* _TEXT SHOWN_:
All happy families are alike; each unhappy family is unhappy in its own way.
By changing your point of view, you can completely reduce all this complexity.
Code the happy path.― Leo Tolstoy, Anna Karenina
― Maxim Fateev, Temporal NYC October meetup
― Temporal’s commandments, The definitive guide to Durable Execution, Temporal
Why am I posting this?
I have a cognitive itch wrapping my head around the usage of 3rd party Agent classes within Temporal context.
I think there is a dangerous mixing of concerns between current integrations of 3rd party Agents into Temporal’s workflow context and Temporal’s core abstractions (Workflow/Activity).
I would like to start a discussion to collectively figure out the best possible abstraction for LLM-driven Temporal applications with the simplest possible developer experience. And to publicly scratch my itch.

* _WHAT YOU WILL DO_:
1. From the post about Temporal and third-party Agents, extract everything from "All happy families" down to "core abstractions (Workflow/Activity).", copied word for word.
2. In the post about Temporal and third-party Agents, which two core abstractions of Temporal are named?
3. List every source credited after a "―" dash in the post about Temporal and third-party Agents.

* _DATA TO EXAMINE_:
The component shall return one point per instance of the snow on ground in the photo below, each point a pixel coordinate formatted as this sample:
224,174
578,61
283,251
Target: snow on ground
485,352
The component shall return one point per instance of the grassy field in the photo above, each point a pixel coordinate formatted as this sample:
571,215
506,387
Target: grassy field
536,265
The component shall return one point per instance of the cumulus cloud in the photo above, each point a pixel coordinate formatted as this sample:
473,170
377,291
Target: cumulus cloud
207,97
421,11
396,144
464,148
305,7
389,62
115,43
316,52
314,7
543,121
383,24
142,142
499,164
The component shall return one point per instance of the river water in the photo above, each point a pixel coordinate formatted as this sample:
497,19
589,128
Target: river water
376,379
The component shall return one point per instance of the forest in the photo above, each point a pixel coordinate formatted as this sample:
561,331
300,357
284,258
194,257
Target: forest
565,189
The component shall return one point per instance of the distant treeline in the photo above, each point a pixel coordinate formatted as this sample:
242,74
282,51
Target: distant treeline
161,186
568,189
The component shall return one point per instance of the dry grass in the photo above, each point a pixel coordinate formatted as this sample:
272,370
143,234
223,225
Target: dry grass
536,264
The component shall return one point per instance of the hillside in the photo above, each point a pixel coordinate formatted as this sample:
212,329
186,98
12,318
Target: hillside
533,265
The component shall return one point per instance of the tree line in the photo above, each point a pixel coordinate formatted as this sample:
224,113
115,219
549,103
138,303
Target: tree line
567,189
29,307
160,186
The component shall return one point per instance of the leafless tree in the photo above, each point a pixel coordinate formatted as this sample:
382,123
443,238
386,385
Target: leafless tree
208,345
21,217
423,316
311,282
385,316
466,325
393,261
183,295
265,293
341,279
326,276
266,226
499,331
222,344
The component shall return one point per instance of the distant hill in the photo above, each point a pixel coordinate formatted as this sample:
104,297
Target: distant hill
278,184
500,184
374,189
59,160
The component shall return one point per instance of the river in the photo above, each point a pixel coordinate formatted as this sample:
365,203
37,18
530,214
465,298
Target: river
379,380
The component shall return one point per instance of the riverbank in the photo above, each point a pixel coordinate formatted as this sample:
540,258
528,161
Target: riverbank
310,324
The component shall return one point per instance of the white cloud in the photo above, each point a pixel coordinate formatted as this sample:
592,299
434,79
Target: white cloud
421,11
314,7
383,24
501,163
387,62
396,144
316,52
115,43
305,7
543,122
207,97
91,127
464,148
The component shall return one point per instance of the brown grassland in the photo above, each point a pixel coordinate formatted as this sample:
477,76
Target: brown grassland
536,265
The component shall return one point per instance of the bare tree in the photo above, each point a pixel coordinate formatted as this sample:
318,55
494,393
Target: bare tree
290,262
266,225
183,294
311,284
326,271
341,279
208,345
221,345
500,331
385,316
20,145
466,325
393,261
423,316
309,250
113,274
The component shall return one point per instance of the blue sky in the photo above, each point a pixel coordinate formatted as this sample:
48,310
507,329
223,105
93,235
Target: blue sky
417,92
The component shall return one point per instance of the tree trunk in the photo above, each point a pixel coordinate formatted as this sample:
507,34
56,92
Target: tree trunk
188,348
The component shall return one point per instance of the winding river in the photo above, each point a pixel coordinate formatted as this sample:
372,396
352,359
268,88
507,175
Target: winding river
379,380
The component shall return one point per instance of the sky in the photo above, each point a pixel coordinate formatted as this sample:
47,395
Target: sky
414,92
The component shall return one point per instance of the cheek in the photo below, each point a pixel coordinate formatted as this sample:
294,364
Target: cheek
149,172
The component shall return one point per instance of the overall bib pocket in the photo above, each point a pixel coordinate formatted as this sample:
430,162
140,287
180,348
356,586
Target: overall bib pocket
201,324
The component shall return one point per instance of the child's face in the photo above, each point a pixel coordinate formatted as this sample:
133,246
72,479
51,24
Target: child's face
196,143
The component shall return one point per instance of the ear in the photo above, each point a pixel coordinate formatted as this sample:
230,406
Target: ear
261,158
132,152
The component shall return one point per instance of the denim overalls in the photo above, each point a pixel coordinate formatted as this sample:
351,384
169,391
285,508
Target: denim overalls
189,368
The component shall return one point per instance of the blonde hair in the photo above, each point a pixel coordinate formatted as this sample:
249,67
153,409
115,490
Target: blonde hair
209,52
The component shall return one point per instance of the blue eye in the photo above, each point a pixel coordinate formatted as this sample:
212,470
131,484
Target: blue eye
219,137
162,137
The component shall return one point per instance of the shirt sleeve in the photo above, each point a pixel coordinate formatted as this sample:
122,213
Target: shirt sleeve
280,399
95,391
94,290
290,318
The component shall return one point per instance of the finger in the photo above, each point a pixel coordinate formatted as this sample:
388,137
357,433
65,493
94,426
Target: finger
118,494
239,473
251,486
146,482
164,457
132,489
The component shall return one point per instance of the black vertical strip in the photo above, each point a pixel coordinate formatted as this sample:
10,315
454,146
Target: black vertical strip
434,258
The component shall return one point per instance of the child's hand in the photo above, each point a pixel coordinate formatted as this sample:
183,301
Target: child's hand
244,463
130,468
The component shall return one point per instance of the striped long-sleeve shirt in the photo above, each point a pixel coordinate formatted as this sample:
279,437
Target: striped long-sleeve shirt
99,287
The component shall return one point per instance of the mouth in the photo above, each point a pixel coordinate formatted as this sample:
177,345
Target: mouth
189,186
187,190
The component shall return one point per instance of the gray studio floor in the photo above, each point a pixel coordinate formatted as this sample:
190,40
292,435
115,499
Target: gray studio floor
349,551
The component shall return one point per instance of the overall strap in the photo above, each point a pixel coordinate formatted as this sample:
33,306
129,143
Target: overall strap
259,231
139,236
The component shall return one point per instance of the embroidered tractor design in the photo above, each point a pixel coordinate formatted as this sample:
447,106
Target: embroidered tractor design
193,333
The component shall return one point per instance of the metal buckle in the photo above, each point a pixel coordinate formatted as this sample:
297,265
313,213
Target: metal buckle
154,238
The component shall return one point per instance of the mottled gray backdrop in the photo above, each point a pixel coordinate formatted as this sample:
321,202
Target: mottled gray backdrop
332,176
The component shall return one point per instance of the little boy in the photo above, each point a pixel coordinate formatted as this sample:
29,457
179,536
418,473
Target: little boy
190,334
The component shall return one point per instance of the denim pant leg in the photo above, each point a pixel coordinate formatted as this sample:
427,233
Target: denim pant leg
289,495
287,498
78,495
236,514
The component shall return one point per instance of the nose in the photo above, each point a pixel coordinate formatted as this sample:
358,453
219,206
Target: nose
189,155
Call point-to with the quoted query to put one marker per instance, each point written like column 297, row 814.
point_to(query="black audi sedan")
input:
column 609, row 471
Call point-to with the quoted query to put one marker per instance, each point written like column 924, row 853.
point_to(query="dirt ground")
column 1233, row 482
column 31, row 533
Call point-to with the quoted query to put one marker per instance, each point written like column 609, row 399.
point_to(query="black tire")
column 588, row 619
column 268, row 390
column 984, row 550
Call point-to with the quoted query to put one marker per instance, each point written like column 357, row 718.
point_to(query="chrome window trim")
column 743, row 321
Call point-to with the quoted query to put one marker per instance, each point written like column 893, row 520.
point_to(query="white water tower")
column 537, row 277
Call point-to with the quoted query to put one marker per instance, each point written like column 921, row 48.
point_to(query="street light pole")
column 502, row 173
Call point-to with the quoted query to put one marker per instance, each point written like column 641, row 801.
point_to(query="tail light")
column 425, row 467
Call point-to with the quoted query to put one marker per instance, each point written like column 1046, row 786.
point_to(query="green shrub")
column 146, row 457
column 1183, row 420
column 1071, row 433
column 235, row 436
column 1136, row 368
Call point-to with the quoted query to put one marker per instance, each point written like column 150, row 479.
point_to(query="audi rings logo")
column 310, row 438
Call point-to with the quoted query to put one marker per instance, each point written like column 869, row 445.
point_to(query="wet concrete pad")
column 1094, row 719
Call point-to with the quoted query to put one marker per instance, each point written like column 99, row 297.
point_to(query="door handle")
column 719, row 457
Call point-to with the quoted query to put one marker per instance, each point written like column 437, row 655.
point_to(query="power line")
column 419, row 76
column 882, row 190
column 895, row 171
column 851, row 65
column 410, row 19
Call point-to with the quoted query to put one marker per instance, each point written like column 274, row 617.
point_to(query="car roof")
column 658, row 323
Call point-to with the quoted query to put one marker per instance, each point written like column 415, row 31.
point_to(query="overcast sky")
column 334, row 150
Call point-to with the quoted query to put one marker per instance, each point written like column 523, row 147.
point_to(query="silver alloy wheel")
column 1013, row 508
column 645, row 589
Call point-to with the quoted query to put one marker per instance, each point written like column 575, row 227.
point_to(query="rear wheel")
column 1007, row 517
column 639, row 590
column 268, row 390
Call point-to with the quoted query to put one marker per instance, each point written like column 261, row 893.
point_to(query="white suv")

* _RESULTS FOR THE EXERCISE_:
1.
All happy families are alike; each unhappy family is unhappy in its own way.
By changing your point of view, you can completely reduce all this complexity.
Code the happy path.― Leo Tolstoy, Anna Karenina
― Maxim Fateev, Temporal NYC October meetup
― Temporal’s commandments, The definitive guide to Durable Execution, Temporal
Why am I posting this?
I have a cognitive itch wrapping my head around the usage of 3rd party Agent classes within Temporal context.
I think there is a dangerous mixing of concerns between current integrations of 3rd party Agents into Temporal’s workflow context and Temporal’s core abstractions (Workflow/Activity).

2. Workflow and Activity.

3.
Leo Tolstoy, Anna Karenina
Maxim Fateev, Temporal NYC October meetup
Temporal’s commandments, The definitive guide to Durable Execution, Temporal